- [Written task]
Show every line of the records that contains the string "hoof", with uppercase and lowercase letters treated as distinct.

- [Entries provided]
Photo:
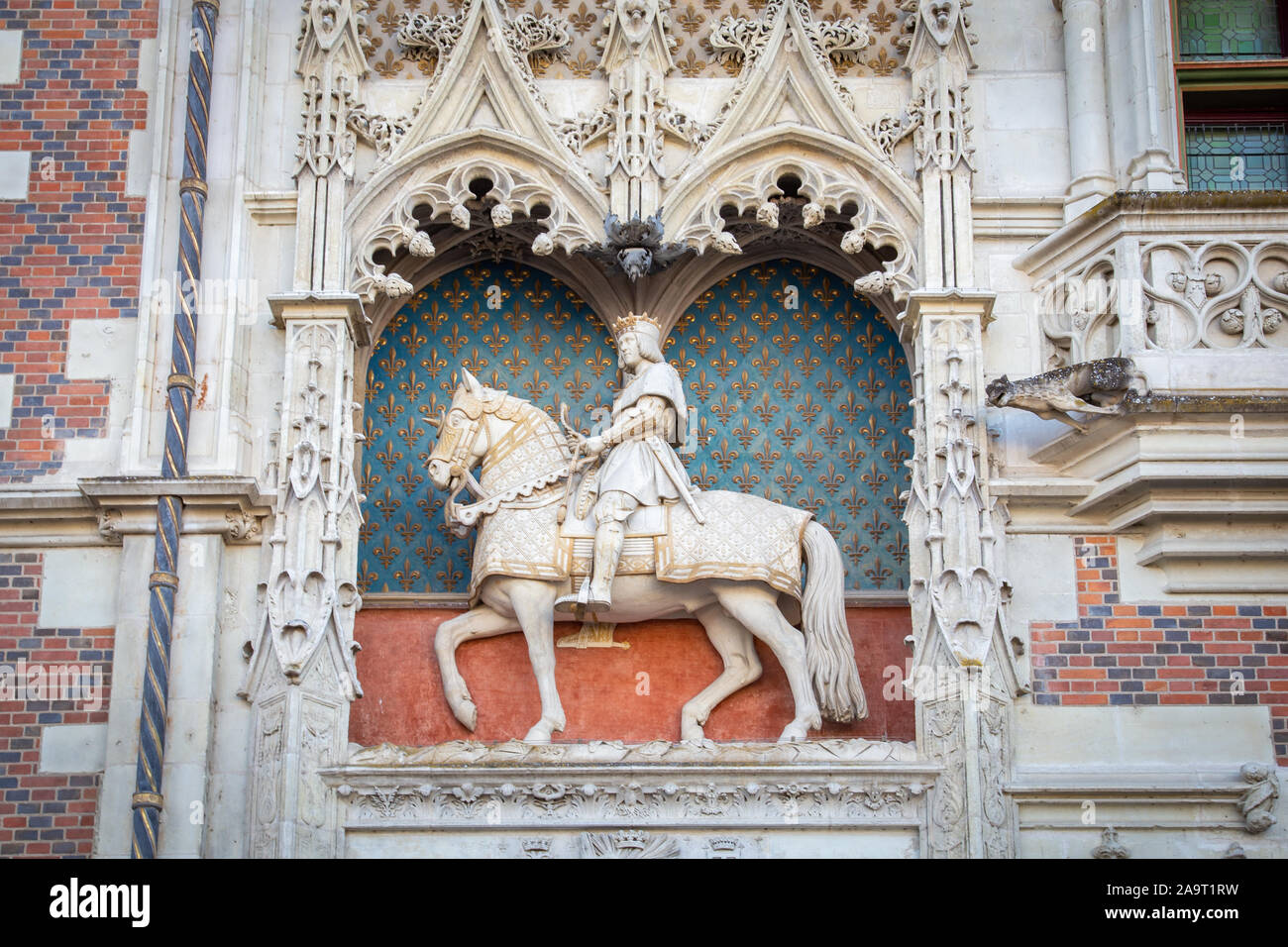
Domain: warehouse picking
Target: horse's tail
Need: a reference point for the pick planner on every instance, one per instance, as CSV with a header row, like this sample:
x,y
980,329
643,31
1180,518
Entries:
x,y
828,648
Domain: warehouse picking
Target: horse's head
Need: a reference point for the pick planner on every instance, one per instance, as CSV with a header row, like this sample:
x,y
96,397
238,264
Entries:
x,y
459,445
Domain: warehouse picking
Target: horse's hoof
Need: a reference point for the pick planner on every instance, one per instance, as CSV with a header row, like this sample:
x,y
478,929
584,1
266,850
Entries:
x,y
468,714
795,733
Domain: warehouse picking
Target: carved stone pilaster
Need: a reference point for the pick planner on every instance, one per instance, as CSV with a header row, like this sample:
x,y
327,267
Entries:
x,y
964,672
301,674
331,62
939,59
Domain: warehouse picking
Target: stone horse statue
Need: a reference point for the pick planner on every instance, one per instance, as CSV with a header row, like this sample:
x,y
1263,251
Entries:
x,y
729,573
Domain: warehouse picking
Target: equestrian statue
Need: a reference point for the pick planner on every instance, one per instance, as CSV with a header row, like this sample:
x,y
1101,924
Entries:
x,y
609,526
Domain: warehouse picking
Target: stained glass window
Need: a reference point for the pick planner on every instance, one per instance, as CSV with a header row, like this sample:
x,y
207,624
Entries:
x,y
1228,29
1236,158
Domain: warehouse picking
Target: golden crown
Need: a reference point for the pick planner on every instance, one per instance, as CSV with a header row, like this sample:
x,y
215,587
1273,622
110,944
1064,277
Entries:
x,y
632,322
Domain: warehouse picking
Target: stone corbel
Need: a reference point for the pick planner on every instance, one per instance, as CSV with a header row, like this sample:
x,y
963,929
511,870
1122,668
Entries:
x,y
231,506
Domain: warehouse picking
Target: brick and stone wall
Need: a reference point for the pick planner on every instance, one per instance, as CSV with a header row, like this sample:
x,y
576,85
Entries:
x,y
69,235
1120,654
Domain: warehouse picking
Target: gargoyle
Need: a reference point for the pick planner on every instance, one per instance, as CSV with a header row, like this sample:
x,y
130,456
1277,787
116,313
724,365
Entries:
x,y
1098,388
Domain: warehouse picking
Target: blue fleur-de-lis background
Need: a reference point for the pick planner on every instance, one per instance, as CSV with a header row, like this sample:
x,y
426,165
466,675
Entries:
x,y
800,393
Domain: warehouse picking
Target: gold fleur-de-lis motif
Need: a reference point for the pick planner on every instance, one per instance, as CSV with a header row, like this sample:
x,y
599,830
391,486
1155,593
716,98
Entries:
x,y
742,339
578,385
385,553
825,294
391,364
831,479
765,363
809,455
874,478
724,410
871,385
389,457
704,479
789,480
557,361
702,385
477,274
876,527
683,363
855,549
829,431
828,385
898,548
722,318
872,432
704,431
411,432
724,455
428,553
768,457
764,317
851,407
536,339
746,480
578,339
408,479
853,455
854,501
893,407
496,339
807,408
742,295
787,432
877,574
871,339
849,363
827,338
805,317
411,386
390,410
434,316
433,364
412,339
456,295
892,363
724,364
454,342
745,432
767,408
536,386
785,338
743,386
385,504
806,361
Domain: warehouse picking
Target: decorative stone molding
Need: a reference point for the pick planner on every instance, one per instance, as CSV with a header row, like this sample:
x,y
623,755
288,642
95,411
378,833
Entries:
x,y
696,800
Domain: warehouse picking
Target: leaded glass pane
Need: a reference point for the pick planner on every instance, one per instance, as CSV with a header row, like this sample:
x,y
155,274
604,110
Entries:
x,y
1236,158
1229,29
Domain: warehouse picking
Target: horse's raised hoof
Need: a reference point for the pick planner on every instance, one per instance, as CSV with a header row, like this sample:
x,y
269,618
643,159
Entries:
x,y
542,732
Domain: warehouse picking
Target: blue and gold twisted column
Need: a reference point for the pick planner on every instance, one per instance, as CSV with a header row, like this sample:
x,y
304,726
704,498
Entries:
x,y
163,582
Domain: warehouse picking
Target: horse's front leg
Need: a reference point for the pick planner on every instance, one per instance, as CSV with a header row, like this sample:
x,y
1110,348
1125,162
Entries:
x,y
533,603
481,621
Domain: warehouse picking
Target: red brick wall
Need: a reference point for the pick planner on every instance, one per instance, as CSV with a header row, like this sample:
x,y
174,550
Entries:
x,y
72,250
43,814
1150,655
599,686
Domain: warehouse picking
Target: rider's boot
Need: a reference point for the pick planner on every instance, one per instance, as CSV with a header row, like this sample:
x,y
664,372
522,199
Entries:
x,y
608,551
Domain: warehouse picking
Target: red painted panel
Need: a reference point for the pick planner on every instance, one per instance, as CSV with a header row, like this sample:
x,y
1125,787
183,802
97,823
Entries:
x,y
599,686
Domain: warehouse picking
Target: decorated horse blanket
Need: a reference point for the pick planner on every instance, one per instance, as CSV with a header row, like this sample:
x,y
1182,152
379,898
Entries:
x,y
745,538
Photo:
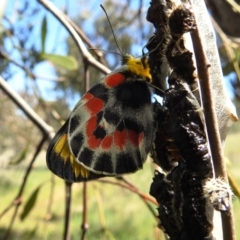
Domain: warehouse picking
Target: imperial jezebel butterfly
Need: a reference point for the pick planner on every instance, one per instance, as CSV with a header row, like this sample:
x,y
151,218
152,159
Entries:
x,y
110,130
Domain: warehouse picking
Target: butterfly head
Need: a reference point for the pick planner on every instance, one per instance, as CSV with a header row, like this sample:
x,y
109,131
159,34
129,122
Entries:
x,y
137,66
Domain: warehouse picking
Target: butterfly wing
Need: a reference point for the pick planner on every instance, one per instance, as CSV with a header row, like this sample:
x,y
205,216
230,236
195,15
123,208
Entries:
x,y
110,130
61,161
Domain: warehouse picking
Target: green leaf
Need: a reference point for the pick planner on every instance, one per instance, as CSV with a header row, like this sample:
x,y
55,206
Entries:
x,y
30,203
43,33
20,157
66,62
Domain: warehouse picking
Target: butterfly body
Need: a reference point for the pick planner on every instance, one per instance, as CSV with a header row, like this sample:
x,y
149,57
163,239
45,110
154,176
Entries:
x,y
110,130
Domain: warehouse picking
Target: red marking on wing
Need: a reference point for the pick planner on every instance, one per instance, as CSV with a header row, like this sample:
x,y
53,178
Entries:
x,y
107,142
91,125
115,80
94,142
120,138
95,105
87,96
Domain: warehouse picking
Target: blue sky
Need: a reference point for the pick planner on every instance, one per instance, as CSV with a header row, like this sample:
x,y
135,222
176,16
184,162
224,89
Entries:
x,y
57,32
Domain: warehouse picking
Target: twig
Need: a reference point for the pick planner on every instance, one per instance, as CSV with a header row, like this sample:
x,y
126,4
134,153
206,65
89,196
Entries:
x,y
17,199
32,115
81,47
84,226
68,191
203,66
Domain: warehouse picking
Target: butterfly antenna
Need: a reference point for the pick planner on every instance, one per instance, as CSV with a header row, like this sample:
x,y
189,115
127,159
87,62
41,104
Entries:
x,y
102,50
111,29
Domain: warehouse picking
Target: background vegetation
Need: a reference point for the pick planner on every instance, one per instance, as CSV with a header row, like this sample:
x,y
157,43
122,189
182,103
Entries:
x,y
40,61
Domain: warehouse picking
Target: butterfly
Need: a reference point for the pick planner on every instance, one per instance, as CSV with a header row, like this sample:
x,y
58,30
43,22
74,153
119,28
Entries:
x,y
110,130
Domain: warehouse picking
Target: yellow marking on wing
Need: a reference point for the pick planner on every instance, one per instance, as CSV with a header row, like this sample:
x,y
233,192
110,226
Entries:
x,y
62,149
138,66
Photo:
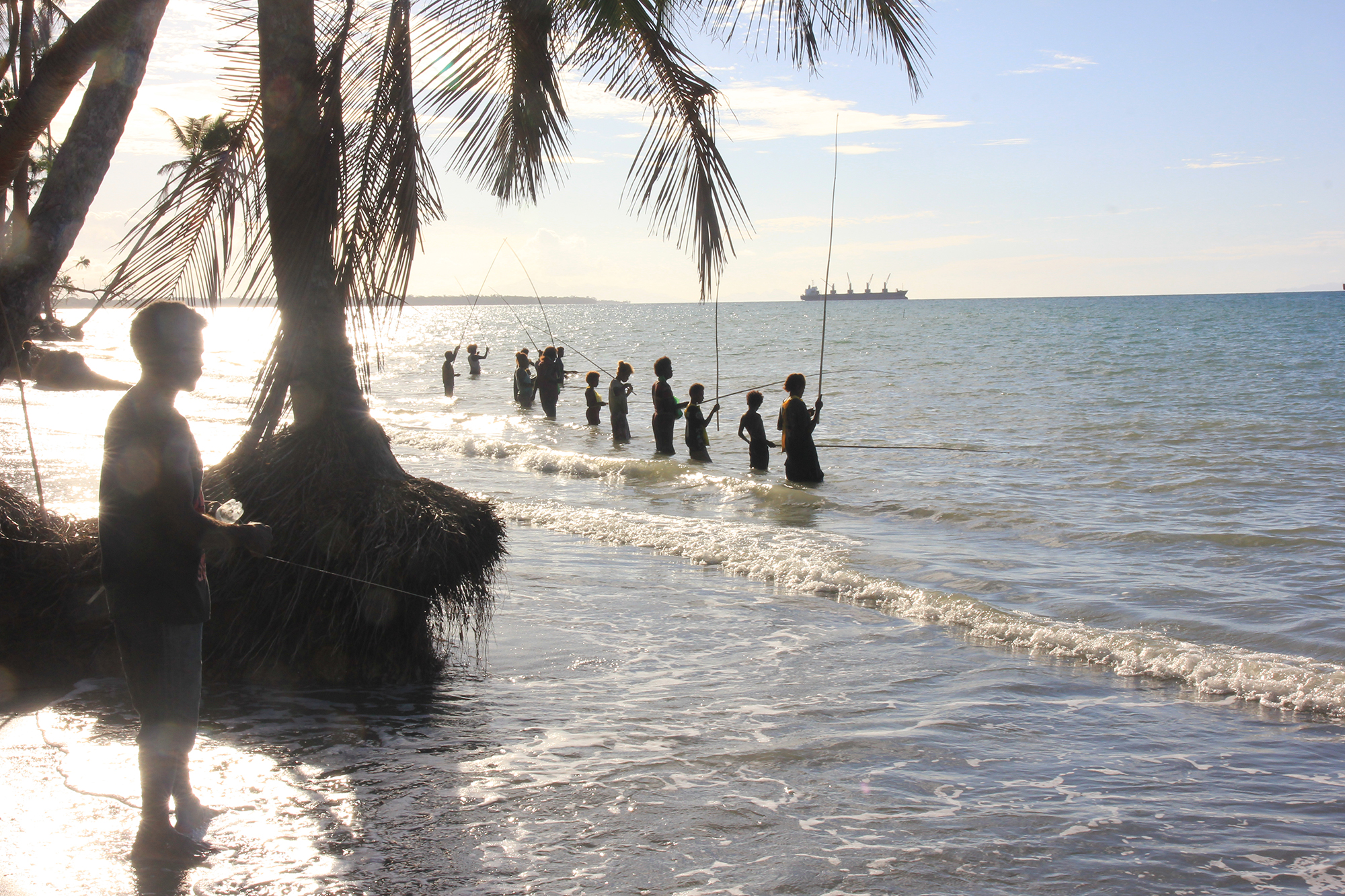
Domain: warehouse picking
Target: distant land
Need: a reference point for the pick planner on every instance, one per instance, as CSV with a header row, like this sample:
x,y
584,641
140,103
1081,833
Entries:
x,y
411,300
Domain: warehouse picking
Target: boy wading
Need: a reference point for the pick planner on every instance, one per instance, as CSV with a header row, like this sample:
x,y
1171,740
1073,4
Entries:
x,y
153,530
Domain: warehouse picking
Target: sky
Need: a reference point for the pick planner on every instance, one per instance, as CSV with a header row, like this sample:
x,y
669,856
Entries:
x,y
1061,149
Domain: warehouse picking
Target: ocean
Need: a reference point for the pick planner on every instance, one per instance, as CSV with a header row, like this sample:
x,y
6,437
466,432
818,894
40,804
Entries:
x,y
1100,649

- [Final result]
Target: horse's hoof
Target: horse's raised hoof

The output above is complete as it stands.